■ **Exercise brief**
Reproduce as a numbered list every line from the start of the data through the line containing "[[1042, 764]]", including both ends and omitting any blank lines.

■ **Source data**
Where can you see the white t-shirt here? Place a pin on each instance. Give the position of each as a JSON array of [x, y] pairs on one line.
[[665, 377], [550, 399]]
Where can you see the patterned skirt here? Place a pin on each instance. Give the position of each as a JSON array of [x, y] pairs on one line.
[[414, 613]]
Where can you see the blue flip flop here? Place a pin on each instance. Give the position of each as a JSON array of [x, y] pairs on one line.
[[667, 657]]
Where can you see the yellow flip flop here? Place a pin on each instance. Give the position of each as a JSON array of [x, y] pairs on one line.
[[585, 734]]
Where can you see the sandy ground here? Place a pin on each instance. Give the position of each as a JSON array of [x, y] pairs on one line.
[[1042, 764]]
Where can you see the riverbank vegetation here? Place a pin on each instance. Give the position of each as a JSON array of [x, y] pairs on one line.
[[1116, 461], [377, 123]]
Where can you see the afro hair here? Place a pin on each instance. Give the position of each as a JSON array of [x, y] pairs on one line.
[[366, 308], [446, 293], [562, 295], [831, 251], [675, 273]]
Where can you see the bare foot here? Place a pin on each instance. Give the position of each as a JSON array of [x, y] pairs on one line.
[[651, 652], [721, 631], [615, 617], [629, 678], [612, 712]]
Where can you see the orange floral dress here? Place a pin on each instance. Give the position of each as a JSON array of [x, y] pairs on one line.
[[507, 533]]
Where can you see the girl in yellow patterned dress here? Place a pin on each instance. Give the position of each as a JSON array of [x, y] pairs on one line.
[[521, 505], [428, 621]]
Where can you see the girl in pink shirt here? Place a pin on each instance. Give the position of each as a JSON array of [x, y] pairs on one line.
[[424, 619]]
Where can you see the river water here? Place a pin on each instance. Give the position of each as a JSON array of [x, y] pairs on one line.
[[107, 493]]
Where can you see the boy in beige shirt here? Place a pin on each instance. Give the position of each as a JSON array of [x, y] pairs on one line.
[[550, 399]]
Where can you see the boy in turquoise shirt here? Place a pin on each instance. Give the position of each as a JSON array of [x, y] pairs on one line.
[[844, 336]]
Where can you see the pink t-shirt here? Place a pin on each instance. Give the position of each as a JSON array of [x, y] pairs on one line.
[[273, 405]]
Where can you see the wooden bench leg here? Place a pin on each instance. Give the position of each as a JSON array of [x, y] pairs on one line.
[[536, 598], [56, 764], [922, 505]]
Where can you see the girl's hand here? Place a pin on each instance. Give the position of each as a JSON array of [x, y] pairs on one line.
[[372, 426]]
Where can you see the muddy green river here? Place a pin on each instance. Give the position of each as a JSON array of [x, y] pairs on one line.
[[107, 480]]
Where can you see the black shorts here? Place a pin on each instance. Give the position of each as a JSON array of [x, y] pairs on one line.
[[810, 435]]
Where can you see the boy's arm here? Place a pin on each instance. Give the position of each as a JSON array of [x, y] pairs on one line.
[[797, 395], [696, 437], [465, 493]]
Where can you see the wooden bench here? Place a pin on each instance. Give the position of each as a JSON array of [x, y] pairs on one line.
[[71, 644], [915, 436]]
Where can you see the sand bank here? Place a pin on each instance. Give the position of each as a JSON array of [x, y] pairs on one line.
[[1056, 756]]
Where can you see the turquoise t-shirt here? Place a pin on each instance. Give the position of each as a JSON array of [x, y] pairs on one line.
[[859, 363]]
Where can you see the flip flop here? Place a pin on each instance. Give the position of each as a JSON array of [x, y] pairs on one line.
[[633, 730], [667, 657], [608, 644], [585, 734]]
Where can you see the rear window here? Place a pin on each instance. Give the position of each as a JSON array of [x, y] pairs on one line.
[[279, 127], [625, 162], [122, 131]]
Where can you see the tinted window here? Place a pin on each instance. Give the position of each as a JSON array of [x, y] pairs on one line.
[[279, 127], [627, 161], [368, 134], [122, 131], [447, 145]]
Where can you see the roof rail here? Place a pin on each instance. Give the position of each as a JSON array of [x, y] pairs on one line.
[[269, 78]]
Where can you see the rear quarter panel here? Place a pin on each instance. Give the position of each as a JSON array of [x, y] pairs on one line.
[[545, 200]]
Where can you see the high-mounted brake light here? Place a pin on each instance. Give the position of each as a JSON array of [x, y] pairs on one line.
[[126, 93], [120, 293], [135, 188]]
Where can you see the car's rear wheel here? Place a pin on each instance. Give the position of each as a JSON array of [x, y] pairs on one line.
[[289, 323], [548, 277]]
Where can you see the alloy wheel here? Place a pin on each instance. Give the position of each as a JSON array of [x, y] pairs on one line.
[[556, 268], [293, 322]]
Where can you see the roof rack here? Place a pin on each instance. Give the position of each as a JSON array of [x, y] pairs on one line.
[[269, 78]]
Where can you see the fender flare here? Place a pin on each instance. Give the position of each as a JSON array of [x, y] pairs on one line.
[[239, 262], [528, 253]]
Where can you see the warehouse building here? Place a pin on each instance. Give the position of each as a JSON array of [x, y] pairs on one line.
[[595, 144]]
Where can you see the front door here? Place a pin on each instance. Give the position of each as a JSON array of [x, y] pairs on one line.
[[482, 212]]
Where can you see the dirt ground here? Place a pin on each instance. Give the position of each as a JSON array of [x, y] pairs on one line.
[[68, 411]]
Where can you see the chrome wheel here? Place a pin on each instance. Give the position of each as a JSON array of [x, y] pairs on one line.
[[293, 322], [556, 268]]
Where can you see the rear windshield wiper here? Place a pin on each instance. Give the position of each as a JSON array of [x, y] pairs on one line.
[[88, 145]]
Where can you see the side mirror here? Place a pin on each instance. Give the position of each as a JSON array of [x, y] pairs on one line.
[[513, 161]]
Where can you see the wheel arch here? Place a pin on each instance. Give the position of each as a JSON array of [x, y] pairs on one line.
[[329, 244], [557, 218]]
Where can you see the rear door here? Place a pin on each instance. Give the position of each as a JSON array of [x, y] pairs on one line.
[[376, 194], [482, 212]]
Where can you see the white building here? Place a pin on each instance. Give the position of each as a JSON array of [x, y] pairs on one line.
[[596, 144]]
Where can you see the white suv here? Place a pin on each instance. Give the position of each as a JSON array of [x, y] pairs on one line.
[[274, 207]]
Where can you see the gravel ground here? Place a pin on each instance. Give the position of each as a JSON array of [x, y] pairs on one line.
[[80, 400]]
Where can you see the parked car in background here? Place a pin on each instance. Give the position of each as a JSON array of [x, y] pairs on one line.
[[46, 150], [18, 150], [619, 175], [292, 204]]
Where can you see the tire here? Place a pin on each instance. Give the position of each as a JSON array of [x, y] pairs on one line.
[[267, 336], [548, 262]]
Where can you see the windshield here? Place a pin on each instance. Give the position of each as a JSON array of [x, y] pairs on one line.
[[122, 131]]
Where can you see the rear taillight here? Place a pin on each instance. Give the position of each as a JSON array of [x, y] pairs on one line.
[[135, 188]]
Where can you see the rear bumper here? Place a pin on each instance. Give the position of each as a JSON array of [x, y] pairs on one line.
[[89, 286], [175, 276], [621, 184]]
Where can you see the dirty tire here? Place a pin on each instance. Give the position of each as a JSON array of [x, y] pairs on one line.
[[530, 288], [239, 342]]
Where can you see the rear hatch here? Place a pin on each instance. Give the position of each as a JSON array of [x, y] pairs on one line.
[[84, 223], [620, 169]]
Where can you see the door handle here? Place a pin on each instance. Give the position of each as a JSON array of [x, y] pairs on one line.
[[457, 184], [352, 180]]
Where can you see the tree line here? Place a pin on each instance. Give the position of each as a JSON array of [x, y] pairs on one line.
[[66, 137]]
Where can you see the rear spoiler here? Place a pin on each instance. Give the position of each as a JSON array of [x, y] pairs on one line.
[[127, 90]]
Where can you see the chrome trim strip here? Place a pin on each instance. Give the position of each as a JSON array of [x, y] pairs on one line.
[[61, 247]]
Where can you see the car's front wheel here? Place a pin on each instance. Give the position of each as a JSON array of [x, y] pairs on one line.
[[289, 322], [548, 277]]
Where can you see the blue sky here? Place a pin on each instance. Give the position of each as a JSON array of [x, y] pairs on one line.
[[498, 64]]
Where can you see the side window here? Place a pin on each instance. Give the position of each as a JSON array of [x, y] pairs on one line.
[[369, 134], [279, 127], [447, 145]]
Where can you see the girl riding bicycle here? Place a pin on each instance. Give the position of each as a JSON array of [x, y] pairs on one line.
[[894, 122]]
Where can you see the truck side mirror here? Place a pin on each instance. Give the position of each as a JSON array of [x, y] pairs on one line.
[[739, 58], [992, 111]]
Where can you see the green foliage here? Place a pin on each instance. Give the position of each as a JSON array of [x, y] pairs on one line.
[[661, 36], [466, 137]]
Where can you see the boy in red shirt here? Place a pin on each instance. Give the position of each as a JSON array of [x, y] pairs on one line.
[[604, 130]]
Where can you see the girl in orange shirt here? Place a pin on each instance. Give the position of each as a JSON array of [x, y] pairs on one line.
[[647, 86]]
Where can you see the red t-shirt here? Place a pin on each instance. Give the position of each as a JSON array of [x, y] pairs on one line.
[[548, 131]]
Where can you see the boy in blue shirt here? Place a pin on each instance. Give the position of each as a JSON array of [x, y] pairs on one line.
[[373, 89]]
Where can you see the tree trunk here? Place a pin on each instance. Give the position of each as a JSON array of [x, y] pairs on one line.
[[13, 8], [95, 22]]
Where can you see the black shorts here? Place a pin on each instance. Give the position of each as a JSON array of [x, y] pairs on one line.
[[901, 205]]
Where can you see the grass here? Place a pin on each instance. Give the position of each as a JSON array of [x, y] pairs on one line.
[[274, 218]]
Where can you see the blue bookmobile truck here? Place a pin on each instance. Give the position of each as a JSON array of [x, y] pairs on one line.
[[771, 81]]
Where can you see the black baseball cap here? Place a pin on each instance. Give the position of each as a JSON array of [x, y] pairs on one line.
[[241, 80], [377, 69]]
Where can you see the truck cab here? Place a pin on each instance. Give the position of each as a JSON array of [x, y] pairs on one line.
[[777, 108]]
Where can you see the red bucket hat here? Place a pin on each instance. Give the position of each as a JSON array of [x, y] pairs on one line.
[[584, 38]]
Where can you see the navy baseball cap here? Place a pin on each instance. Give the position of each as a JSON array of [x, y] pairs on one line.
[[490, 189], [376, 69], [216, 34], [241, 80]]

■ **Written solution**
1. Where can you see the white t-shirt here? Place a pin on each instance. Give the position of each as a JSON array of [x, y] pairs on one line.
2. [[665, 377], [550, 399]]
3. Where can you see the patterned skirt here? Place a pin on each instance. Give the position of each as a JSON array of [x, y] pairs on one line.
4. [[414, 613]]
5. Where can you see the blue flip flop here? Place a pin on each instance. Give the position of each as a JSON array of [x, y] pairs on one line.
6. [[667, 657]]
7. Where can you see the yellow flip flop here? Place a pin on each instance. Give the position of each as a JSON array of [x, y] pairs on one line.
8. [[585, 734]]
9. Where can you see the sandy ground here? Place a pin on each instance. Give the position of each as a JSON array of [x, y] pairs on one line.
10. [[1042, 764]]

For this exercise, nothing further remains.